Document segment >>
***
Credit card transactions in India are growing significantly faster than the card base.
Data from Thurro’s platform shows that credit card transaction volumes grew 24.4% year-on-year in February 2026, while cards in force increased 7.7% over the same period. This indicates that growth is being driven by existing cardholders using their cards more frequently, rather than expansion of the card base.
Monthly transaction volumes increased to 494 million in February 2026 from 397 million in February 2025, while cards in force rose to 117.7 million from 109.3 million. Monthly spends increased 6% to INR 1.77 trillion from INR 1.67 trillion over the same period.
Over a longer horizon, since January 2015, the expansion is sharper—monthly spends have grown over 10x, while the card base has increased over 5x.

Transactions have scaled faster than cards in circulation over time
However, usage patterns have shifted. Spend per transaction declined from INR 4,212 in February 2025 to INR 3,590 in February 2026, while spend per card remained broadly stable at INR 15,062. This reflects an increase in transaction frequency, with more transactions at lower average values.
***
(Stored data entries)
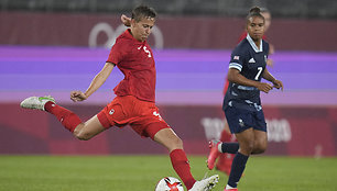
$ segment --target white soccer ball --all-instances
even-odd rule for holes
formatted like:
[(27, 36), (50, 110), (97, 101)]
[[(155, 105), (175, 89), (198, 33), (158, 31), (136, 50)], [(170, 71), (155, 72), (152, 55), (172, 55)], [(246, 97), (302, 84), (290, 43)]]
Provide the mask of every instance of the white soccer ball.
[(165, 177), (157, 182), (155, 191), (184, 191), (184, 187), (178, 179)]

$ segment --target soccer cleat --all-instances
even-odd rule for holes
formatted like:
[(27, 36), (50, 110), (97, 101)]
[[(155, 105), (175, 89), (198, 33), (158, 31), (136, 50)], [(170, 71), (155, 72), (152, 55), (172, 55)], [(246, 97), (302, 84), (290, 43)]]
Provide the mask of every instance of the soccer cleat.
***
To do >>
- A) According to the text on credit card transactions in India, by what percentage did credit card transaction volumes grow year-on-year in February 2026?
- B) Translate this sentence from the text on credit card transactions in India into Spanish: "Monthly spends increased 6% to INR 1.77 trillion from INR 1.67 trillion over the same period."
- C) Continue the text on credit card transactions in India from where it stops.

Outputs by task >>
- A) 24.4%

- B) El gasto mensual aumentó un 6 %, hasta 1,77 billones de INR, desde 1,67 billones de INR en el mismo período.

- C)
A concentrated market
The industry is now defined by concentration among four issuers. HDFC Bank, SBI Cards, ICICI Bank, and Axis Bank together account for 76% of total spend share as of February 2026.
This structure emerged following the March 2023 exit of Citi’s consumer business, which held 16.2% of spend share in March 2015. The redistribution of this share has been absorbed primarily by ICICI Bank and Axis Bank, alongside the sustained scale of HDFC Bank and SBI Cards. The implication is that competitive dynamics are now occurring within a fixed set of large issuers, with limited evidence of new entrants gaining material share.

Spend is concentrated among four large domestic banks
Lower tickets, stable economics
Average transaction values have declined, but spend per card remains stable at the industry level and has increased significantly over longer time horizons for key issuers. Industry-wide spend per card was INR 15,062 in February 2026, broadly unchanged over the past two years, even as transaction volumes increased sharply.

Spend per card trends upward over time, with a brief pandemic disruption
Issuer-level data shows a longer-term increase in spend per card. ICICI Bank’s spend per card rose 172% to INR 16,144 in February 2026 from INR 5,941 in March 2015. HDFC Bank reported a 116% increase to INR 19,195, SBI Cards 130% to INR 15,524, and Axis Bank 52% to INR 12,404 over the same period.
This indicates that higher transaction frequency is occurring alongside sustained aggregate spend per card.

Spend per card varies widely across issuers
The Amex divergence
American Express (Amex) illustrates how share-based metrics can diverge from absolute performance. Its spend share declined from 13.5% in March 2015 to 3.2% in February 2026, while absolute monthly spends increased from INR 22 billion to INR 56 billion over the same period, a 155% increase.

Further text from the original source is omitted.